***** Data for the task

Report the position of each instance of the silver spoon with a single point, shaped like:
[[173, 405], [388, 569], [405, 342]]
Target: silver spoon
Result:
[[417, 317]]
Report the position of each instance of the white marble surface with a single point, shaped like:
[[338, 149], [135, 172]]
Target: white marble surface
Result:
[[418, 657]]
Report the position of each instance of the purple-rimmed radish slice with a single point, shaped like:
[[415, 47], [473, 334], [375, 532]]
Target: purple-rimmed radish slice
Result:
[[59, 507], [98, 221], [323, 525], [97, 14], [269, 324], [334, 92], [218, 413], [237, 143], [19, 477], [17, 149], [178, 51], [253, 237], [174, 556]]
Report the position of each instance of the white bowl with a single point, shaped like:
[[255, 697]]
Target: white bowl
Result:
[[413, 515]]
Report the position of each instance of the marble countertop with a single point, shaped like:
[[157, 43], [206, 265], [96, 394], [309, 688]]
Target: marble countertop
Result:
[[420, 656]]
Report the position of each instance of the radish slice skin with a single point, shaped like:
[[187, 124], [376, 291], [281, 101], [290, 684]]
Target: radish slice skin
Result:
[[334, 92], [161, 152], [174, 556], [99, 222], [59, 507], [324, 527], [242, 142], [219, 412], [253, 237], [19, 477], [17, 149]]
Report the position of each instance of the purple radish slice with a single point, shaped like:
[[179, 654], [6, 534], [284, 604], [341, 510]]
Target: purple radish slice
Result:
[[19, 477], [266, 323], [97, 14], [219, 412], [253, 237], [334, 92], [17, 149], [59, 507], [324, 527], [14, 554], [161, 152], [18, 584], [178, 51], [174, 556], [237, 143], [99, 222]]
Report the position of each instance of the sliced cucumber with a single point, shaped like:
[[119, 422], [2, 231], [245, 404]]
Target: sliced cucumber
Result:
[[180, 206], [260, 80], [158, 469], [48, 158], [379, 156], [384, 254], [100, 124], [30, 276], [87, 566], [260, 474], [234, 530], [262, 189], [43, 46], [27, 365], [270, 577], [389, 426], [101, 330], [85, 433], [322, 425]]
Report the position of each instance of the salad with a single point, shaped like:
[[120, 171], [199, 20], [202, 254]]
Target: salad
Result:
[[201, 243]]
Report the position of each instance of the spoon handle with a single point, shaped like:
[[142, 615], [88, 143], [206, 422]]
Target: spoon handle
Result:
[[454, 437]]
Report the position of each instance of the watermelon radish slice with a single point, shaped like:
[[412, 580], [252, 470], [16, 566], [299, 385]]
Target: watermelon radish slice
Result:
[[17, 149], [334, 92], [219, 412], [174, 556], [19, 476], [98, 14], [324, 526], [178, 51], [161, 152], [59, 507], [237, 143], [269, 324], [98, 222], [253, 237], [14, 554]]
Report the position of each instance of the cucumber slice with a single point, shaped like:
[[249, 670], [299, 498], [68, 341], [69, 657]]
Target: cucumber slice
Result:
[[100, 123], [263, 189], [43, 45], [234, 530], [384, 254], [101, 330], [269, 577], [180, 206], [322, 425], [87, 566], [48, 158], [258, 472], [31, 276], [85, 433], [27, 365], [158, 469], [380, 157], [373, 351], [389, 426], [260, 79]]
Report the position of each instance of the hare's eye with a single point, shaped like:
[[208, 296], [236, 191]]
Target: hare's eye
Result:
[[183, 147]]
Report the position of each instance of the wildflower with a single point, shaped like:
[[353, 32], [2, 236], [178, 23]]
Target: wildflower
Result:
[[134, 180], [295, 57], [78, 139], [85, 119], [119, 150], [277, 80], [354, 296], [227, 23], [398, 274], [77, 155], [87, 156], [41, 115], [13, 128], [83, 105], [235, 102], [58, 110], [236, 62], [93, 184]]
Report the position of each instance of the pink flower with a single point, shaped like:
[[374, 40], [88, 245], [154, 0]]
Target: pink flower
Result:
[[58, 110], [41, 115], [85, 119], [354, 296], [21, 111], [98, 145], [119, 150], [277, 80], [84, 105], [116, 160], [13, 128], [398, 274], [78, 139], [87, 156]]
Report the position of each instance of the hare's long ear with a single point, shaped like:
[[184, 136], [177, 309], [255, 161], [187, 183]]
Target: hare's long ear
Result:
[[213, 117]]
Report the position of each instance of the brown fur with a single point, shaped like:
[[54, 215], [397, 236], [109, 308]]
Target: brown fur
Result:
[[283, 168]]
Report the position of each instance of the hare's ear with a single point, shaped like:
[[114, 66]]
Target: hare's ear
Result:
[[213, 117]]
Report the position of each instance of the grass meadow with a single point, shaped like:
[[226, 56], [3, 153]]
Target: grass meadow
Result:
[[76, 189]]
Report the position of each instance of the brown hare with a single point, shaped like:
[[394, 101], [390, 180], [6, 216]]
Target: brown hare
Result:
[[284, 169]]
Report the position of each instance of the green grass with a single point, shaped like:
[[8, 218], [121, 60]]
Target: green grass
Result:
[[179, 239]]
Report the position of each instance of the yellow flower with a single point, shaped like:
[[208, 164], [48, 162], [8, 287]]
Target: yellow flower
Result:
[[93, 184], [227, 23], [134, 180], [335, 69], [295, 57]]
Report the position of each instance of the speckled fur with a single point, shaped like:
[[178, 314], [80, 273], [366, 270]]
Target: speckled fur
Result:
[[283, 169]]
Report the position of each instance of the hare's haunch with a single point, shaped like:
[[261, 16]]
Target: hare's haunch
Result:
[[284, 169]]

**********

Problem to solve: Add -98 to every coordinate in the answer points in the stretch of the listing above, from the line containing "Report the position of each instance of the white bowl" through the line containing "[[201, 243]]". Write out that whole stretch with the request lines included and the sample points in each request left as they are.

Task output:
Report the position of each instance of the white bowl with a single point, shaped like:
[[255, 697]]
Target: white bowl
Result:
[[315, 417]]
Report the position of each instance of the marble countertop with a single point, shaped like:
[[157, 43], [206, 265], [96, 394], [309, 688]]
Target: marble countertop
Result:
[[322, 558]]
Report the position of each instance of the radish slice skin with a single point, shaped like:
[[187, 124], [376, 291], [281, 101], [290, 684]]
Target: radish slice skin
Result:
[[236, -6], [63, 54], [76, 458], [1, 124], [-39, 409], [226, 429], [144, 44], [121, 314], [155, 139], [-79, 379], [-81, 51]]
Report the position of each instance of the purple radish slice with a single point, shaped like:
[[179, 654], [6, 534], [284, 604], [341, 510]]
Target: purple radish slice
Result:
[[-79, 379], [168, 225], [-1, -84], [121, 314], [155, 139], [236, -6], [-81, 51], [-39, 409], [226, 429], [-84, 456], [63, 54], [-80, 486], [80, -47], [76, 458], [139, 45], [1, 124]]
Report the position of each instance of the sliced cucumber with a single point, shaped like:
[[119, 422], [2, 231], [245, 404]]
Target: sliced cucumber
Result:
[[82, 108], [162, -18], [60, 371], [-50, 60], [281, 58], [286, 156], [2, 26], [-68, 178], [-11, 468], [162, 376], [136, 432], [164, 91], [-55, -52], [-71, 267], [172, 479], [291, 328], [3, 232], [-13, 335], [224, 327]]
Report the position of each instance of the salad with a single point, shaped like:
[[120, 171], [199, 20], [202, 254]]
Target: salad
Result:
[[103, 145]]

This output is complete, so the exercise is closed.